== Task prompt ==
List every geographic place or region named in the book review below.

BOOK REVIEW: ‘Reporting Dangerously: Journalist Killings, Intimidation and Security’


I wrote this review for the current issue of ‘Media, War and Conflict’. It deals with an issue which is not sufficiently discussed, and certainly not sufficiently addressed: the killing of journalists. Hopefully this important book will help to change that.    

‘No story is worth a life,’ is a phrase often heard in newsrooms when the talk is of working in war zones. ‘Sadly,’ as Simon Cottle notes (p. 149) in Reporting Dangerously, news organizations are often most rigorous in implementing safety measures, ‘following the shock of losing one of their colleagues.’ In a world where war, especially in the Middle East, has come to seem like the normal state of affairs, good journalism is needed much as ever to illuminate and explain not only what is happening, but also what happened in the past to influence the present. ‘What about the Balfour Declaration?’ Any British correspondent covering the Israeli-Palestinian conflict is likely sooner or later to be chastised – or perhaps, praised – for their country’s historical role in creating the modern Middle East. This is especially in true this year which marks the centenary of that controversial note. For if history is largely absent from day-to-day political discourse in Western Europe (Ireland and Spain perhaps being among the exceptions) it is not in other regions of the world. Correspondents reporting on armed conflict commit a serious oversight if they overlook that.

== Supplied data ==
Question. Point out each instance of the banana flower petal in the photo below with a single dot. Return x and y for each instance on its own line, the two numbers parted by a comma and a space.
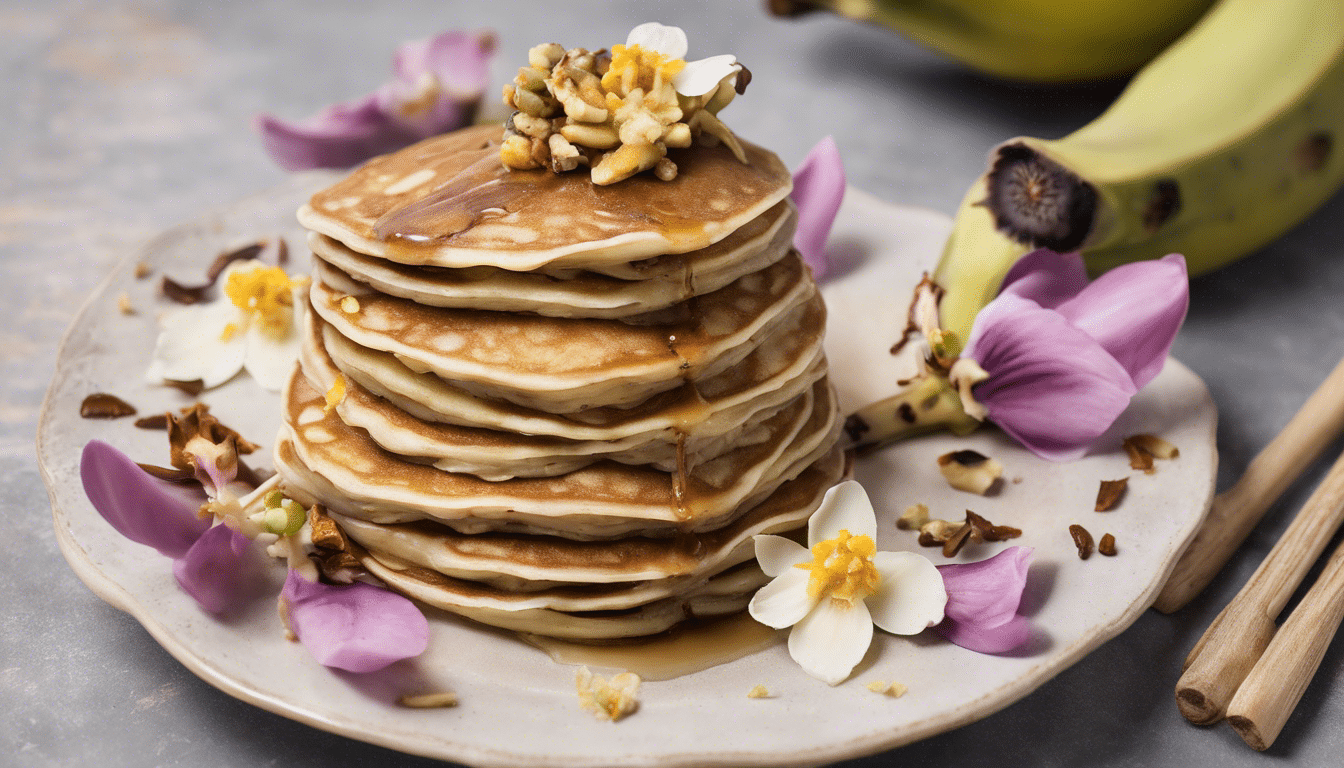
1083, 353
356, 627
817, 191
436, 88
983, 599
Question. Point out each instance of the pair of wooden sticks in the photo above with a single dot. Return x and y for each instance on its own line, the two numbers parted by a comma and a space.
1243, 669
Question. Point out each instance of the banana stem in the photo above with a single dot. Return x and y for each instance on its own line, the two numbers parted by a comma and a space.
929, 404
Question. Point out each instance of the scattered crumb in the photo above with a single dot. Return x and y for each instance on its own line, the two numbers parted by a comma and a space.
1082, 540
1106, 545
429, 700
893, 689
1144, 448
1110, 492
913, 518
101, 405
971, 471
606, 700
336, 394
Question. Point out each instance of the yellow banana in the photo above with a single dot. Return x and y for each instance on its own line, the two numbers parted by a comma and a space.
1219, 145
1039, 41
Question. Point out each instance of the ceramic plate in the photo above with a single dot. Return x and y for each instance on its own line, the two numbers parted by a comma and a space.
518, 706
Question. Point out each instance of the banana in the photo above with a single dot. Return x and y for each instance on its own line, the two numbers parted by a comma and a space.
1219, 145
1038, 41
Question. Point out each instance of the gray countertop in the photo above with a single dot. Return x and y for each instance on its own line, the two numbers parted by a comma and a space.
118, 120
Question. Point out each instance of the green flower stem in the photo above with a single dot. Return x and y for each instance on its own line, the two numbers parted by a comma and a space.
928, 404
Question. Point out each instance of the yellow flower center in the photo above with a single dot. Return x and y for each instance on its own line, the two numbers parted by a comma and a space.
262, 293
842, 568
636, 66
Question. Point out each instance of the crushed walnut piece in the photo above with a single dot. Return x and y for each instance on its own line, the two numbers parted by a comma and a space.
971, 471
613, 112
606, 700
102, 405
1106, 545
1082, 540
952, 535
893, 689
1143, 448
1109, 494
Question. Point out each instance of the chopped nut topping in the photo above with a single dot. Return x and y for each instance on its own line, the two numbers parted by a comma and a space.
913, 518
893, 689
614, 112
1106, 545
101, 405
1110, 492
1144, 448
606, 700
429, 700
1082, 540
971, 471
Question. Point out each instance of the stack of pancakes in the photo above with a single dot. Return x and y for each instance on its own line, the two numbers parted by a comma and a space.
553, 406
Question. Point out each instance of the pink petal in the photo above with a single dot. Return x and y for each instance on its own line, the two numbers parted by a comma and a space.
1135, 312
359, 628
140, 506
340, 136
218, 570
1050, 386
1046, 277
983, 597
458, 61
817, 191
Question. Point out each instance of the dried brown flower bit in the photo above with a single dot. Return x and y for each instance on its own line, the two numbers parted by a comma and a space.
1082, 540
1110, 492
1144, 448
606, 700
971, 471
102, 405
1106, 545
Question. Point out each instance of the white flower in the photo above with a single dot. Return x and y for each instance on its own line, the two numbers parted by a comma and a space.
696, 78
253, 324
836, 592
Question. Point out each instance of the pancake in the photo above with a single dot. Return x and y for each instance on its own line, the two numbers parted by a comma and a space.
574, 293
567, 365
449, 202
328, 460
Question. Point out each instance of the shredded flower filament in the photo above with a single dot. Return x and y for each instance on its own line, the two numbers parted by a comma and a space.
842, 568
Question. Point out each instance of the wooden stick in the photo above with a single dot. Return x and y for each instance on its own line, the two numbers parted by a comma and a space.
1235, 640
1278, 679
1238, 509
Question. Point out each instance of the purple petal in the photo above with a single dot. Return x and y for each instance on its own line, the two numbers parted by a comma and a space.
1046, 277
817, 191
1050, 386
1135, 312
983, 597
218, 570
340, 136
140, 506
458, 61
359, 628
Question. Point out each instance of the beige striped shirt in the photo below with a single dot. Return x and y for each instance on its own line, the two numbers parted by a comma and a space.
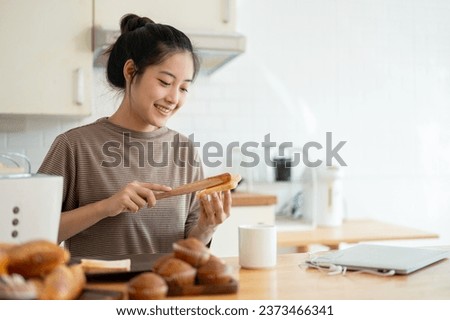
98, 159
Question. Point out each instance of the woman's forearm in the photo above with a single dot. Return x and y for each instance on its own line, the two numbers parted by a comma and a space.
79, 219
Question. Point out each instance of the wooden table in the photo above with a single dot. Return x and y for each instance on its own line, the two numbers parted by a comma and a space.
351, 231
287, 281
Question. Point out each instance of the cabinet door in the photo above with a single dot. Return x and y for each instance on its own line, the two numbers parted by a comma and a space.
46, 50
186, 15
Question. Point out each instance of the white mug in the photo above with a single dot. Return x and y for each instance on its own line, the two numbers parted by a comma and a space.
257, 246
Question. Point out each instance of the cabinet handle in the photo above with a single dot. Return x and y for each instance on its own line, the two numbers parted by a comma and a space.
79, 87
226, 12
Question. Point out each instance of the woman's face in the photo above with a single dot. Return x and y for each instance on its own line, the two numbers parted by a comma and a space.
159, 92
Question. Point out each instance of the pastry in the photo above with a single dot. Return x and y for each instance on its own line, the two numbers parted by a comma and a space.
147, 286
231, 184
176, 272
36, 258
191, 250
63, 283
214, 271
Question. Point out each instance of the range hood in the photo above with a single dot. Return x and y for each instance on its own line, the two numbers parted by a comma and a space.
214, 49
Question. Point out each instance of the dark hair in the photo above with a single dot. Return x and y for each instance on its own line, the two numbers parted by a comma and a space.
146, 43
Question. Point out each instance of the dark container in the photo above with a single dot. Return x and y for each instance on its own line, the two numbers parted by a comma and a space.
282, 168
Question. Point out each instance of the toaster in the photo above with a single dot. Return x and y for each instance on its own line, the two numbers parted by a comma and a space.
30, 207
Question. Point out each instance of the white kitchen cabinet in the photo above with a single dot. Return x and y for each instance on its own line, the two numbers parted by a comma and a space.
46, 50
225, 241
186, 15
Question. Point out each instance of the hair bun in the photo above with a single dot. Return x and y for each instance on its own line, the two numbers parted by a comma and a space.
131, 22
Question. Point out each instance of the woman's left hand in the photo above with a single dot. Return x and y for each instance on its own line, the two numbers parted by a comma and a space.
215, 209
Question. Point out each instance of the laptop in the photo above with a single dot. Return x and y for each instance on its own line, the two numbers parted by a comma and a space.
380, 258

---

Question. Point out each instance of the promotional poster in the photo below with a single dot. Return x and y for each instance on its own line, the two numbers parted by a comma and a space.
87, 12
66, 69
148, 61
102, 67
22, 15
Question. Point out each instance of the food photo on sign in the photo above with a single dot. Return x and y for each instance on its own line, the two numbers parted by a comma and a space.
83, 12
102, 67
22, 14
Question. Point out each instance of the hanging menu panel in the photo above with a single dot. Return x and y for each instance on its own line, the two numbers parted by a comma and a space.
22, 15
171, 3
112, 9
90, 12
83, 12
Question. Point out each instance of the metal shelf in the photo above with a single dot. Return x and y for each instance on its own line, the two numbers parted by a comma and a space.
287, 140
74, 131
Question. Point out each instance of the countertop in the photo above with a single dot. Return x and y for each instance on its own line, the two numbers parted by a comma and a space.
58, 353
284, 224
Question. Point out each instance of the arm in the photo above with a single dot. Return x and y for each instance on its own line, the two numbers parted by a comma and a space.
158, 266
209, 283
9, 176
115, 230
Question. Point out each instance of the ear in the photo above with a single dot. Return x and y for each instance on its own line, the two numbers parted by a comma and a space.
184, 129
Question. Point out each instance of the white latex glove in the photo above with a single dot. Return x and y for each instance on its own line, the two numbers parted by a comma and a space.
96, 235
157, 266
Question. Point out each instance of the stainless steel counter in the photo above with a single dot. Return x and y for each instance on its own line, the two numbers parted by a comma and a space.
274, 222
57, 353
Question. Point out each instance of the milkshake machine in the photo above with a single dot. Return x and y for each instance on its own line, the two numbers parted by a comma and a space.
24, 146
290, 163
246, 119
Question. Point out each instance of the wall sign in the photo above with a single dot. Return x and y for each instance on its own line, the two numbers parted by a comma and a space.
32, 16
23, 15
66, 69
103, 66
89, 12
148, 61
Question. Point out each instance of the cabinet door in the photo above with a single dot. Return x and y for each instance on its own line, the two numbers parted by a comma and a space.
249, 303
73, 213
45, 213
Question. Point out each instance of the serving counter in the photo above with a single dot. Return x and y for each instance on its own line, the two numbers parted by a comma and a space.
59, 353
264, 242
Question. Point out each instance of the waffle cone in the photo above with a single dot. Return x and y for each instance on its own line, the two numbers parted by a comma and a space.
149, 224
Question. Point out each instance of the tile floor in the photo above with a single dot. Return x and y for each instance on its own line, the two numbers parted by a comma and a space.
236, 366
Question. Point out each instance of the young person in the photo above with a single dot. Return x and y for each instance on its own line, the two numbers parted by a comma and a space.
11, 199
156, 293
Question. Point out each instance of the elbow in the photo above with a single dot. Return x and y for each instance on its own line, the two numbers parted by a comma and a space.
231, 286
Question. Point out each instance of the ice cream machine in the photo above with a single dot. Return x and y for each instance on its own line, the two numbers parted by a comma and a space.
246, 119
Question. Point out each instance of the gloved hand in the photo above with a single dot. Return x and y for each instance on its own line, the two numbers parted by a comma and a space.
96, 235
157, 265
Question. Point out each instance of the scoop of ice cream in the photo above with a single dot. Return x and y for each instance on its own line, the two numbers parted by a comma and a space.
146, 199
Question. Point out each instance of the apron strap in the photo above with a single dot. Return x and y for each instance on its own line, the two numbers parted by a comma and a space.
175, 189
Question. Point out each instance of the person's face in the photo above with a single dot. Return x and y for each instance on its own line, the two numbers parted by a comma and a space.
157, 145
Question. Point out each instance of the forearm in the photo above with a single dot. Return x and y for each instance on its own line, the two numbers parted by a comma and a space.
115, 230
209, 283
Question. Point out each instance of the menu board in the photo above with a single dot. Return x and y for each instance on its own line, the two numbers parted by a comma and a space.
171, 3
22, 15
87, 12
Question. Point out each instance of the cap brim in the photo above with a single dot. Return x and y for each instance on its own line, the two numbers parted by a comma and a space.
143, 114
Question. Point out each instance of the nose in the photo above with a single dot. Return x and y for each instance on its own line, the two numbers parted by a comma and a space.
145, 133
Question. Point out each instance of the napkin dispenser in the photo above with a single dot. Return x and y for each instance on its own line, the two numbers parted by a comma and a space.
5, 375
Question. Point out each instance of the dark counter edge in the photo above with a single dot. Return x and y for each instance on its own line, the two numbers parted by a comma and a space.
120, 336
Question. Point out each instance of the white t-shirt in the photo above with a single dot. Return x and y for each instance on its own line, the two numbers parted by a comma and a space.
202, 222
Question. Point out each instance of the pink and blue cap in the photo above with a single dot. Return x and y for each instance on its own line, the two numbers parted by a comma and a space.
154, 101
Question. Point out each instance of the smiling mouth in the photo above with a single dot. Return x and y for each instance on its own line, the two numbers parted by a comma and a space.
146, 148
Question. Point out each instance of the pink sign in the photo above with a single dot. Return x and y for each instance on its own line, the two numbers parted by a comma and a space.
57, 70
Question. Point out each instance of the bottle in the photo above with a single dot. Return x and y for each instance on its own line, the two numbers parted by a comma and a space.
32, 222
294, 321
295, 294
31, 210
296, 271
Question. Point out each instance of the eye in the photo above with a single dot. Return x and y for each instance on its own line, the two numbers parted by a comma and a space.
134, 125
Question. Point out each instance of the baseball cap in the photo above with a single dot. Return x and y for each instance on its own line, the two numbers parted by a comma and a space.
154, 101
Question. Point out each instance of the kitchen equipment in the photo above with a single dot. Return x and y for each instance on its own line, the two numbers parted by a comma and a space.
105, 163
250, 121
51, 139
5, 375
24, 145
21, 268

...

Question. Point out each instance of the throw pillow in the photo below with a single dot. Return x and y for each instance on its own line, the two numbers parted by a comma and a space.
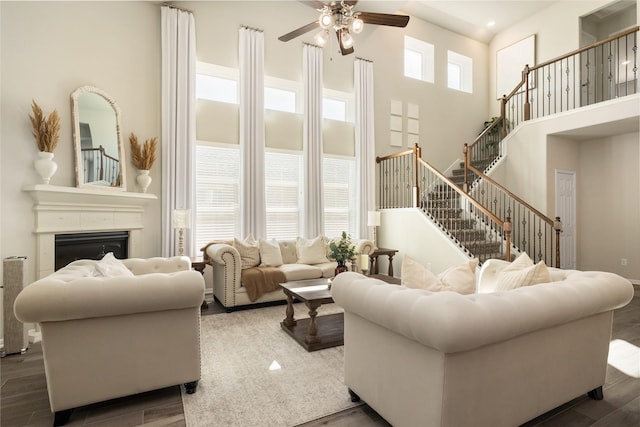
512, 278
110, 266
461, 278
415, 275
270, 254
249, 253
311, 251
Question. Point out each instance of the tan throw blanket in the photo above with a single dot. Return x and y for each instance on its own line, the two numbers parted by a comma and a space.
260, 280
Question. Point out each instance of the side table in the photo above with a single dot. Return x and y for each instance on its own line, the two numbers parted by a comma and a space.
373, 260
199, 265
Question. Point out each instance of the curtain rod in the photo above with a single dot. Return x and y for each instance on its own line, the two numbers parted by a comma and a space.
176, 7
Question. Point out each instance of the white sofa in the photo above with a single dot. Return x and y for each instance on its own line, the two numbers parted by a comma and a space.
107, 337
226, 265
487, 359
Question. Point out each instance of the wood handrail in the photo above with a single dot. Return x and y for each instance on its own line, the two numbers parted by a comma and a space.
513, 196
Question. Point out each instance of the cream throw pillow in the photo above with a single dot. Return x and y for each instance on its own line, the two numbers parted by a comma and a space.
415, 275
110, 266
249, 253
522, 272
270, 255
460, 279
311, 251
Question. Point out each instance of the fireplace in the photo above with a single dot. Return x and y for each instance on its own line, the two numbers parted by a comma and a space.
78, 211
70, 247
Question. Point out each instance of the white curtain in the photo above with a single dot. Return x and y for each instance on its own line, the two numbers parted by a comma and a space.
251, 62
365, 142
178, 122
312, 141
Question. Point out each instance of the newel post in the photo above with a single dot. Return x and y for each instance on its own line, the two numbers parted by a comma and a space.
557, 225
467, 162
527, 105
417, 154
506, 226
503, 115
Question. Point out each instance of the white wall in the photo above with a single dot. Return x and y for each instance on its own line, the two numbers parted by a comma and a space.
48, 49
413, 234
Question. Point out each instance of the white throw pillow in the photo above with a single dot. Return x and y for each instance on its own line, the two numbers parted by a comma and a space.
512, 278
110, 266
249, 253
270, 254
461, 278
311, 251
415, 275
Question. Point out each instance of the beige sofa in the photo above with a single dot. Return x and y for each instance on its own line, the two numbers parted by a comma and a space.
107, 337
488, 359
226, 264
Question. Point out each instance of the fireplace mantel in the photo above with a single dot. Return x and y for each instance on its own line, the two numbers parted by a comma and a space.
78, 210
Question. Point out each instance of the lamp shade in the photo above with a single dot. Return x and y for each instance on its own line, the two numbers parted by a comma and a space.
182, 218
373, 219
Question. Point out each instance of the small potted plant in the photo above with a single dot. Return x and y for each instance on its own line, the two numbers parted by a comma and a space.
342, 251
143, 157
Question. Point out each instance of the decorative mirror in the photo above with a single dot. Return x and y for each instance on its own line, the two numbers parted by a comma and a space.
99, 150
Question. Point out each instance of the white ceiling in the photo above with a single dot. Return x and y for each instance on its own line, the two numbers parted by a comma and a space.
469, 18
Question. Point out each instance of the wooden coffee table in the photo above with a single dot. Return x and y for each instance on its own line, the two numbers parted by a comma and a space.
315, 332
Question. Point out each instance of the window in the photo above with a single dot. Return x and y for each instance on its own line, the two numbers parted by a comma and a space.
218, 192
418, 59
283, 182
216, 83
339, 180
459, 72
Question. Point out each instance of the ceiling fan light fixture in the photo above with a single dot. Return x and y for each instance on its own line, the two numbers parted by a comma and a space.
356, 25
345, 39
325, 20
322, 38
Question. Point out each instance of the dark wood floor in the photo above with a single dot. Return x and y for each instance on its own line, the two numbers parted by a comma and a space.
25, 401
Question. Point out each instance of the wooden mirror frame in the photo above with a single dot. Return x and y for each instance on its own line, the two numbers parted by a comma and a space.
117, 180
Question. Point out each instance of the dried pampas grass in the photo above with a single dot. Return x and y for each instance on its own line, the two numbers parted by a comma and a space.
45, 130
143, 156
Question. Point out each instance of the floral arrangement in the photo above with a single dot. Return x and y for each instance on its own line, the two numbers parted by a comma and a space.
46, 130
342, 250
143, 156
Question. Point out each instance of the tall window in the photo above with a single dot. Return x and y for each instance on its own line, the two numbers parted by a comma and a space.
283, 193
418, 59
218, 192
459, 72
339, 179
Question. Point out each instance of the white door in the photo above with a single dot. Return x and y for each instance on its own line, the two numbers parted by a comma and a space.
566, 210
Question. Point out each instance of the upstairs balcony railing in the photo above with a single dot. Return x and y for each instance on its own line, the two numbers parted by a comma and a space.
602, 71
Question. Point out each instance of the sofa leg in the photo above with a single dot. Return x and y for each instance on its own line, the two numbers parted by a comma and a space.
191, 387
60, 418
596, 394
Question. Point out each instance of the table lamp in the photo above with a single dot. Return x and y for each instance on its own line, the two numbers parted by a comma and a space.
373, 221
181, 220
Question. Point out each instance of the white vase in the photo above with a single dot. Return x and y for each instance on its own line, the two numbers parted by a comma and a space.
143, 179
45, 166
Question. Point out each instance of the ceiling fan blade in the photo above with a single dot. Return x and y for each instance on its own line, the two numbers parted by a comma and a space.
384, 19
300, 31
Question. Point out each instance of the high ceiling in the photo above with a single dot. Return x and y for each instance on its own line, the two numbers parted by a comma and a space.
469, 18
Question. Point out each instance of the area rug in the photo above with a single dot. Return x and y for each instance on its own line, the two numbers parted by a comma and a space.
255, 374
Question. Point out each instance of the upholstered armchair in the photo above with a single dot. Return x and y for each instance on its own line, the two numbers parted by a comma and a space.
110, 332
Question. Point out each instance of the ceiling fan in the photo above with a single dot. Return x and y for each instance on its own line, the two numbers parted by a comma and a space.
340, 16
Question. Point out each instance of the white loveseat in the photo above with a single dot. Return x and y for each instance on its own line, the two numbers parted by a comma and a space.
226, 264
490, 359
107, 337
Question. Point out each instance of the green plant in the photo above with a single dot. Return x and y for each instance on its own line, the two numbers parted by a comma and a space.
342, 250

== Full answer ==
Middle East, Western Europe, Ireland, Spain